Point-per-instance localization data
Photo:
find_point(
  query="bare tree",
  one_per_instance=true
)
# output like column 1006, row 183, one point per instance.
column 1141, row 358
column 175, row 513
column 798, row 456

* _Goal of the exercise_:
Please output each record exactly as it appears above.

* _Worked solution_:
Photo:
find_point(
  query="bare tree",
  one_per_instance=true
)
# output like column 1006, row 183, one point per instance.
column 1141, row 358
column 175, row 513
column 798, row 456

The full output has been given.